> Source document:
▬▬▬▬▬▬
Cue outrage from Jenny Shipley, the alleged leader of the National Party, who demanded that the Prime Minister discipline Lee as she had Tariana Turia.
Helen Clark, whose desire to appear decisive has the practical effect of setting precedents she has to subsequently meet, shuffled the matter off to Lee's leader, Jim Anderton, and insisted that her original order to Turia to apologise was merely "strong advice" rather than an edict.
Frankly, I'm over it. I'm puzzled by how keen the kind of people who usually whinge about "political correctness" are to ban a word, to shout down ideas and to exploit unease.
Not many people actually heard or read Tariana Turia's original speech - hands up who thought it specifically mentioned child abuse or domestic violence. Surprise! It didn't. I don't particularly subscribe to what it did say, but I believe we are a better country when we let ideas be expressed.
Oddly enough, most of us probably missed the real Treaty story this week - that the new health boards legislation will not adopt the "mana whenua" philosophy, which holds that iwi and hapu are the only Maori groups that exist for Treaty purposes - and will allow boards to work with urban authorities or any other group they deem fit. In a government allegedly in the grip of the "culturists", Tariana Turia was emphatically overruled.
Ditto for the changes to the laws in Ecstasy. All the attention went on an alleged crackdown - making somebody in possession of 100 tabs liable for a supply charge, which if the stuff is going to be illegal at all seems only rational. But the real story is that National's headline-driven push to make E Class A has been scrapped. Interesting. And no, I don't have a clue what Ecstasy flakes are either.
▬▬▬▬▬▬
> Stored data entries:
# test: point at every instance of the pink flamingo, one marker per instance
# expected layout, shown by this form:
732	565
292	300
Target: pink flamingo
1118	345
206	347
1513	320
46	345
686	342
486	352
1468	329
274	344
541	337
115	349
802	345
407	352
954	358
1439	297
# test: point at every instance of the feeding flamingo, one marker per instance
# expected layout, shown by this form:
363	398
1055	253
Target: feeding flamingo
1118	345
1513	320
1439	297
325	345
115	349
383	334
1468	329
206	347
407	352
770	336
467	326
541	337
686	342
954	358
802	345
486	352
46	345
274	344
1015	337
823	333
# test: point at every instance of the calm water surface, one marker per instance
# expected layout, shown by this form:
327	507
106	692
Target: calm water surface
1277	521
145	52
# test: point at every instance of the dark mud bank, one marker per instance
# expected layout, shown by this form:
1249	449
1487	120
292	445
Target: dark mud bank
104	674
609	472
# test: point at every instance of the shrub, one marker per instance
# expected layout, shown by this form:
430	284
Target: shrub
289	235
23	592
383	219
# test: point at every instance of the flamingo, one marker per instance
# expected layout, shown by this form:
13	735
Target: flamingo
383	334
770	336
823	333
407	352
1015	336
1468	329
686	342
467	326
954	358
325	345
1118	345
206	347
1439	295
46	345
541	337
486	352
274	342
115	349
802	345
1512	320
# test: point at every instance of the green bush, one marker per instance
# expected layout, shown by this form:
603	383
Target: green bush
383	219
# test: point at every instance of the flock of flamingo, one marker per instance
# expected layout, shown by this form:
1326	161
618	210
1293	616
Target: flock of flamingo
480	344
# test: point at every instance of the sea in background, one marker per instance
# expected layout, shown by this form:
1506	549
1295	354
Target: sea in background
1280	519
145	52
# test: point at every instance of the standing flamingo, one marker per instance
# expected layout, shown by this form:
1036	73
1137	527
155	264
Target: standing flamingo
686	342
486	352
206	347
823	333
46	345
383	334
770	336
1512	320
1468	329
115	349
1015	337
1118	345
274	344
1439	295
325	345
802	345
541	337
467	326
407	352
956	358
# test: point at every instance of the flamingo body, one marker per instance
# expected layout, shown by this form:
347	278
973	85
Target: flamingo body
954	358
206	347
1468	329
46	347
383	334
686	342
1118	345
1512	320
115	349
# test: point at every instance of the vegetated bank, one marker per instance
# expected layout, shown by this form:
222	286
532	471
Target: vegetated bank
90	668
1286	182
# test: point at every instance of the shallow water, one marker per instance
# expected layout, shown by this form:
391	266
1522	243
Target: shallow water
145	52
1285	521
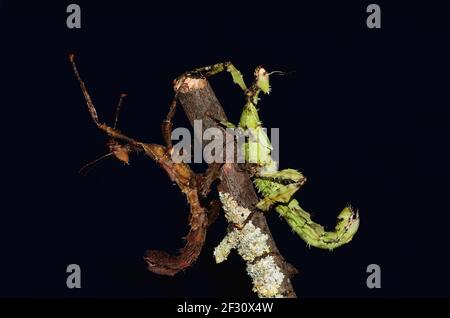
▬▬▬▬▬▬
> Task instructions: Can you continue the New Zealand politics commentary above, starting right after its final sentence?

> Answer area:
Anyway, big up to the White Stripes, who I wound up seeing at the King's Arms on Saturday night. Rock 'n' roll lives - not as some dumb, glossy, corporate thing, but as something cool and raw and inventive. Nice cover versions too. In fact I was so moved that the next morning I went down to Real Groovy and traded that boring Guy Called Gerald CD and bought their album. Groovy.
Here's hoping this weekend will be as good as the last, then. That the dance parties are bangin' and the gigs are jumpin'. That the All Blacks can overcome some pretty obvious weaknesses - Tiatia not even on the bench? Robertson at openside? - and beat the French.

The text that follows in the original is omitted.